> _SELECTED EXTRACT_:
------------------------

Skip to content

Compare different differential abundance and expression methods

License

Notifications You must be signed in to change notification settings

Russel88/DAtest

Folders and files

NameName
Last commit message
Last commit date

Latest commit

 
 
 
 
 
 
 
 
 
 
 
 
 

Repository files navigation

DAtest

This is a package for comparing different differential abundance methods used in microbial marker-gene (e.g. 16S rRNA), RNA-seq and protein/metabolite abundance analysis.

There are many methods for testing differential abundance and no gold standard, but results can vary a lot between the different statistical methods. The false positive rate and the power of the different methods highly depends on the dataset. This package aims at aiding the analyst in choosing a method for a specific dataset based on empirical testing.

The method goes as follows:

  • Shuffle predictor variable (E.g. case vs. control)

------------------------

> _RECORD EXCERPTS_:
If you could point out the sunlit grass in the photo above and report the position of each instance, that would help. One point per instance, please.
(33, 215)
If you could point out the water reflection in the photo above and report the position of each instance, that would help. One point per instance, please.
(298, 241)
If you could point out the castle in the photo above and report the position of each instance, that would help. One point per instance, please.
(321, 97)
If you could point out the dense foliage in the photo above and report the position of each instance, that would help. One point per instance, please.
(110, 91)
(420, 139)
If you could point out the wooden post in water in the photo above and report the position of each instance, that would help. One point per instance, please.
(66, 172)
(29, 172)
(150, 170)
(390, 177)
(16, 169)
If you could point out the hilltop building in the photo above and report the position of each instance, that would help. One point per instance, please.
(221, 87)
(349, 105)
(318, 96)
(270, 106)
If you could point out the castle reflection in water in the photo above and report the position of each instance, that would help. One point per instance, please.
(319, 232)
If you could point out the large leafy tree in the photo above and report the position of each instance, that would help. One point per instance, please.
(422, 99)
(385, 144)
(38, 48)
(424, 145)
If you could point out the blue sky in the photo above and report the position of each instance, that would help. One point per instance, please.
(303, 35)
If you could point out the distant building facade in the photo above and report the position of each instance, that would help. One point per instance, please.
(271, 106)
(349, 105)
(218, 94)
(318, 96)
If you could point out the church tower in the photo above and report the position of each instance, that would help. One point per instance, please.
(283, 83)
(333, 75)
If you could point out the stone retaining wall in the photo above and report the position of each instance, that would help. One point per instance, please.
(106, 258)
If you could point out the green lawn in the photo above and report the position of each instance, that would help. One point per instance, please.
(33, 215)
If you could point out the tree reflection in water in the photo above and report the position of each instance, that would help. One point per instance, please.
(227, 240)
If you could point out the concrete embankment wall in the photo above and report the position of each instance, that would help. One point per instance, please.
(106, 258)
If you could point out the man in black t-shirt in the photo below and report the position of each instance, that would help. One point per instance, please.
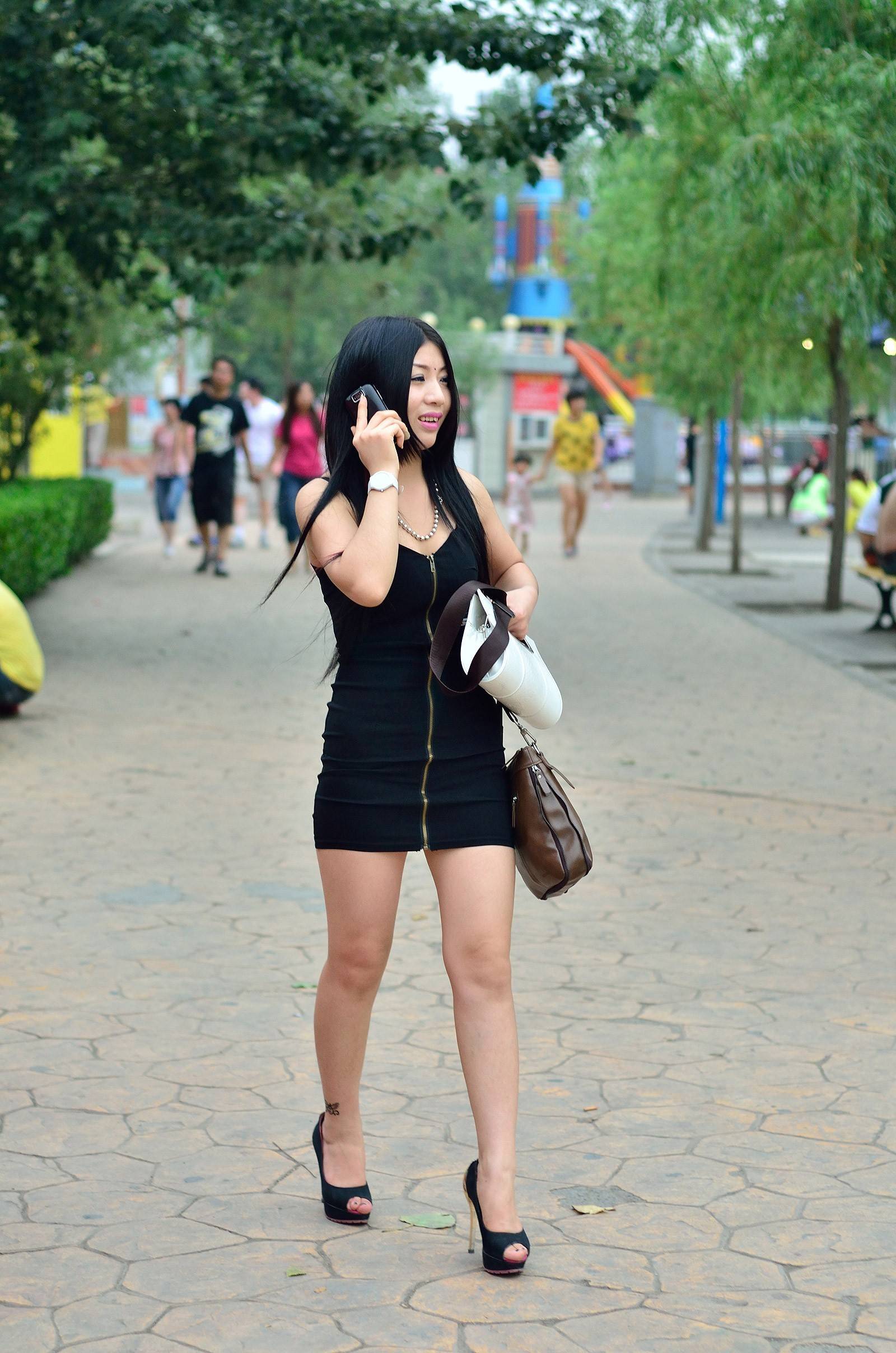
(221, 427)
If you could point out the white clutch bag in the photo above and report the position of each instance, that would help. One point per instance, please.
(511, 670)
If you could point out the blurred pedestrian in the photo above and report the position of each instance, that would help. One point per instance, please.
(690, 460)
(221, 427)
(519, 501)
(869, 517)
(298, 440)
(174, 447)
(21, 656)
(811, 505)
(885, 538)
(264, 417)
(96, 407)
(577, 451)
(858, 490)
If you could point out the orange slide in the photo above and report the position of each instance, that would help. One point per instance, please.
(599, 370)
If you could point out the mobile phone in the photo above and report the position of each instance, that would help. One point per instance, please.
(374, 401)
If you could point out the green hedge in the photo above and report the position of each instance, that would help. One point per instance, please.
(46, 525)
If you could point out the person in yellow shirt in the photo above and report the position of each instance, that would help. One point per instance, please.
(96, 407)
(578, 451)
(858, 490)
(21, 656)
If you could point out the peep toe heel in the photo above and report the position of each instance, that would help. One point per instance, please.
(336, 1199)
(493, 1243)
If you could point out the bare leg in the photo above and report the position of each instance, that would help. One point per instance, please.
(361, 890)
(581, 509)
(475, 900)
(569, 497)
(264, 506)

------------------------

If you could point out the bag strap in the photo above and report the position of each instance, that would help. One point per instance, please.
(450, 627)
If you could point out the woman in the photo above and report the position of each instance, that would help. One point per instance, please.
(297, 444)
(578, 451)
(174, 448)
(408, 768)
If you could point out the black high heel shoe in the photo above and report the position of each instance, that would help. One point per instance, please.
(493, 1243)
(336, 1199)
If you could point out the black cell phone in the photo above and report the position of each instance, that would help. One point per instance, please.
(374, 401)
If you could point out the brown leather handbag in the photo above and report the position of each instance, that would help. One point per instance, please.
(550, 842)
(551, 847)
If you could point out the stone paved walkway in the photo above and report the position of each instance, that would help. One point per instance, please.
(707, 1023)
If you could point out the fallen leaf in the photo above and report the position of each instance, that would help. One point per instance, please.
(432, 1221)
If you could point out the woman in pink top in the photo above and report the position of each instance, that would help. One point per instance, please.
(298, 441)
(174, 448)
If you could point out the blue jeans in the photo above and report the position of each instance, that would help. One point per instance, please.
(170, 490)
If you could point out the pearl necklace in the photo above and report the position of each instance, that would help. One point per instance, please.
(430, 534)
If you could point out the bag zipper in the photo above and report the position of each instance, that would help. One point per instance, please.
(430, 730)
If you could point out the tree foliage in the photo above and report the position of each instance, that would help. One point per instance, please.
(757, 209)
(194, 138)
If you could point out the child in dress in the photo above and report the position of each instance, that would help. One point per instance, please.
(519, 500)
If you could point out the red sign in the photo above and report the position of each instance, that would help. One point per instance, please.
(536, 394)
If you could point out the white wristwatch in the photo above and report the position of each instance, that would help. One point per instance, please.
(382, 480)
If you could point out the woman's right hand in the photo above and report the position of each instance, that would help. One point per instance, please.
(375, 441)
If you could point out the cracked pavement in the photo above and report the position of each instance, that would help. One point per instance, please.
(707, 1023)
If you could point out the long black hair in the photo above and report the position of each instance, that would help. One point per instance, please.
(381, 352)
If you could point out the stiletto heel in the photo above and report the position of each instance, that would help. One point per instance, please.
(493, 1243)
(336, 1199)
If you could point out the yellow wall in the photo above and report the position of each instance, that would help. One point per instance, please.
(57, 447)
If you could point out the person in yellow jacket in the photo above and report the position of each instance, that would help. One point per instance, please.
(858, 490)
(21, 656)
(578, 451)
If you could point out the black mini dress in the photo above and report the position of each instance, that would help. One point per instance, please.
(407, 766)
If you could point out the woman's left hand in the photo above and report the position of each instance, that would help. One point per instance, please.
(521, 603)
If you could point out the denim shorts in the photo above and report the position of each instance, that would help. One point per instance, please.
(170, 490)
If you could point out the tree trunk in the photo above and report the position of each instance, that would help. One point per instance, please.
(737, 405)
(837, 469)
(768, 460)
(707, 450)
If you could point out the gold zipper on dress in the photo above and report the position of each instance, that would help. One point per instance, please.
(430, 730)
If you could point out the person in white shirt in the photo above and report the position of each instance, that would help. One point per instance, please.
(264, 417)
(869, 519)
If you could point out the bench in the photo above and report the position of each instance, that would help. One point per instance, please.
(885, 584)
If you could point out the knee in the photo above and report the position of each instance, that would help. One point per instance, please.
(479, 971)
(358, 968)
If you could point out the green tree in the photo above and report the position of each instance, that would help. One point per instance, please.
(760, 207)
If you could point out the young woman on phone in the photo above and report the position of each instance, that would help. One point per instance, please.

------------------------

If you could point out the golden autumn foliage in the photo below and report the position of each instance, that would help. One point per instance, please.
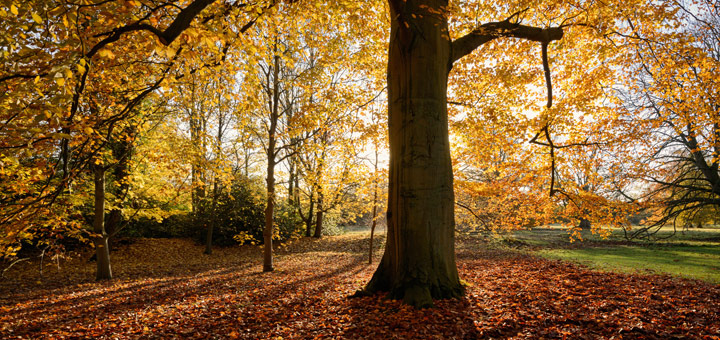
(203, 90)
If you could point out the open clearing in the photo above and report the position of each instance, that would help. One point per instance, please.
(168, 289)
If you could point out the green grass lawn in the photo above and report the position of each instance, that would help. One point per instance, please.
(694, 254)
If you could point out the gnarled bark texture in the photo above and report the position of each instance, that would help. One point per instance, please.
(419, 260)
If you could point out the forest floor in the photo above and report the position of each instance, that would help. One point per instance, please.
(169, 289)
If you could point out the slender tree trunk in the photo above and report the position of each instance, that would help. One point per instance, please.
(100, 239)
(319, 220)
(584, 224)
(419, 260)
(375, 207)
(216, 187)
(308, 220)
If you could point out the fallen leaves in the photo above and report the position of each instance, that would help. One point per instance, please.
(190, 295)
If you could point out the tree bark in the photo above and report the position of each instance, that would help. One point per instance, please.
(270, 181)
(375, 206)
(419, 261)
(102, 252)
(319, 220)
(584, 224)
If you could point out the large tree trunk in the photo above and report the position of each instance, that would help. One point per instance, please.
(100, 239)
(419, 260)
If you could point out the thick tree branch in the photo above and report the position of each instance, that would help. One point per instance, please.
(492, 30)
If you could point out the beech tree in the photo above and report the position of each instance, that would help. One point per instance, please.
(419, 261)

------------------------

> _WHAT IS BEING ASKED_: In the DAtest description above, rewrite the stretch from "This is a package" through "protein/metabolite abundance analysis.", changing "package" to "tool".

> _ANSWER BOX_:
This is a tool for comparing different differential abundance methods used in microbial marker-gene (e.g. 16S rRNA), RNA-seq and protein/metabolite abundance analysis.